Salal (Gaultheria shallon)-Leaf Spots

See:

Cause Many fungi are reported including Dasyschypha sp., Phyllosticta pyrolae, and Pestalopezia sp. The OSU Plant Clinic has identified Phyllosticta sp. most often. Phyllosticta pyrolae and P. vaccinii (as well as many other fungi) were most frequently isolated from healthy leaves collected from western Oregon. Elsinoe ledi will cause a disease called spot anthracnose.

A survey of the fungi associated with severe leaf spots on salal growing on southern Vancouver Island, BC found Alternaria sp., Monochaetia sp., Pestalotiopsis spp., Phoma sp., Phomopsis sp., Phyllosticta pyrolae, and Valdensia heterodoxa (formerly Valdensinia heterodoxa) as the most common.

Phytophthora ramorum (Sudden Oak Death) can also produce necrotic leaf spots and petioles on salal and other Gaultheria sp. This is a quarantined pest so if you suspect you have seen a P. ramorum-infected plant in Oregon, call the Invasive Species Hotline, 1-800-INVADER (1-800-468-2337).

Most fungal leaf spots are favored by wet weather that keeps leaves wet for extended periods of time. They generally survive unfavorable conditions in plant debris.

════════════════

**ACTIVITY 1**
In the salal leaf spot text, which fungus has the OSU Plant Clinic identified most often?
**ACTIVITY 2**
Continue the salal leaf spot text from its last sentence.

════════════════

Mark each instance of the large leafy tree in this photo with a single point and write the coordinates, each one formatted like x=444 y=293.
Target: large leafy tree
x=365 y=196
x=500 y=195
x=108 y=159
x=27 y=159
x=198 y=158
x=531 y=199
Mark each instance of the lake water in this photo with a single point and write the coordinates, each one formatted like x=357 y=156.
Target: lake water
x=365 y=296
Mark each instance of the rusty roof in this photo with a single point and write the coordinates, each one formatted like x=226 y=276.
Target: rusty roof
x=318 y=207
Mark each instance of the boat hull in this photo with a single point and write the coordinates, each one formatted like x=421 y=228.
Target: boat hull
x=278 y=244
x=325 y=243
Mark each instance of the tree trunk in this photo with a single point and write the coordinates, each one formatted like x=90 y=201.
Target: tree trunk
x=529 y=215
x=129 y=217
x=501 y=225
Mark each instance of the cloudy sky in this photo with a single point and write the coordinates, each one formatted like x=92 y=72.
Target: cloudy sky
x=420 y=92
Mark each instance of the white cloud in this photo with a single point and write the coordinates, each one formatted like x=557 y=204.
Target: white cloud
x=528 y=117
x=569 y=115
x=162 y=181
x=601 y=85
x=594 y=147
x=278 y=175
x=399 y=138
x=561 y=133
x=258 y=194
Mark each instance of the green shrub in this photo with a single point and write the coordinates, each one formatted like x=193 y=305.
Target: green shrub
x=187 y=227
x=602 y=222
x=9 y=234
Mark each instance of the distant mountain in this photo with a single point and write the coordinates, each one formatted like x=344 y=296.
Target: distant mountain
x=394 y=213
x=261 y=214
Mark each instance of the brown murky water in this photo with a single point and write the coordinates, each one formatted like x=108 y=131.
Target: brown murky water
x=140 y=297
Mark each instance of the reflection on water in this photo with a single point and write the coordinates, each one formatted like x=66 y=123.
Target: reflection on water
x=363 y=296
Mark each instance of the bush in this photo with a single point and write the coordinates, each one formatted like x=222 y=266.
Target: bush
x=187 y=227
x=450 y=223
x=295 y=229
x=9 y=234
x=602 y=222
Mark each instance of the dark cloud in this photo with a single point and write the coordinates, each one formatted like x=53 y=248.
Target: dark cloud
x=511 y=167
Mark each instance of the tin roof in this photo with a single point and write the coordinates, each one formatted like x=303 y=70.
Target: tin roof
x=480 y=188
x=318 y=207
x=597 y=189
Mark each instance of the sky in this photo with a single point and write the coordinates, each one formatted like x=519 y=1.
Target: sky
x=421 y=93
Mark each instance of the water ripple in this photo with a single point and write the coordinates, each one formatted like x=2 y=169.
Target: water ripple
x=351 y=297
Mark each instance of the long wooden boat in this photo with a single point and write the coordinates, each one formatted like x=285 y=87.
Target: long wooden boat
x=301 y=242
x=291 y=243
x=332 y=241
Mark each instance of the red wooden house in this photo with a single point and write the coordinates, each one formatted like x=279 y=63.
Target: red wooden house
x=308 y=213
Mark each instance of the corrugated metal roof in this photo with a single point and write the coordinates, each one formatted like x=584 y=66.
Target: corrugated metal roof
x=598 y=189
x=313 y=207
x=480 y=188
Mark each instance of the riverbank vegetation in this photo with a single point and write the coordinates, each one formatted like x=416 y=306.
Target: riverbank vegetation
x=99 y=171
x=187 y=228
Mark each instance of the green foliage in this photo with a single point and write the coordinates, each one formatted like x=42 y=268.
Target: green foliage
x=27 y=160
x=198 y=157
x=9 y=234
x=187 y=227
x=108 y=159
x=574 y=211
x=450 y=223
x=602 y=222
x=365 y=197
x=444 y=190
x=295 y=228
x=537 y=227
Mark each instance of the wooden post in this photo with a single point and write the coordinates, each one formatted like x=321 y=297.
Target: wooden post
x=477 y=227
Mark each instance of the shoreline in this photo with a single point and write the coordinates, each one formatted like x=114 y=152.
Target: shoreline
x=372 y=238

════════════════

**YOUR RESPONSE 1**
Phyllosticta sp.

**YOUR RESPONSE 2**
Symptoms Phyllosticta leaf spots are nearly circular and brown with pale centers. Spots may start as a small water-soaked or pinhead-size spot. Generally, spots are only a few millimeters wide in nature but can enlarge and coalesce in cold storage. Small, black, fruiting bodies (pycnidia) develop in the spots' centers. Can also produce a stem lesion.

Spot anthracnose is grayish white with a red-brown border and purple margin.

Valdensinia leaf spot - A brown, necrotic leaf spot with concentric rings. Mature infections are characterized by sclerotia on the host veins, followed by leaf death and defoliation.

Cultural control

  • Remove infected, dead, and dying leaves on and near plants.
  • Avoid overhead irrigation or apply such that plants are not wet for extended periods of time.

Chemical control Fixed coppers may be useful, but no chemicals are labeled specifically for this crop.

References Osterbauer, N.K., Lane, S., and Trippe, A. 2014. Phytophthora ramorum identified infecting eastern teaberry (Gaultheria procumbens) plants shipped to Oregon. Plant Health Progress 15:9.

Petrini, O., Stone, J., and Carroll, F.E. 1982. Endophytic fungi in evergreen shrubs in western Oregon: a preliminary study. Canadian Journal of Botany, 60:789-796.

Shamoun, S.F., Countess, R.E., and Vogelgsang, S. 2000. The mycobiota of salal (Gaultheria shallon) collected on Vancouver Island and the exploitation of fungal pathogens for biological control. Canadian Journal of Plant Pathology 22:192.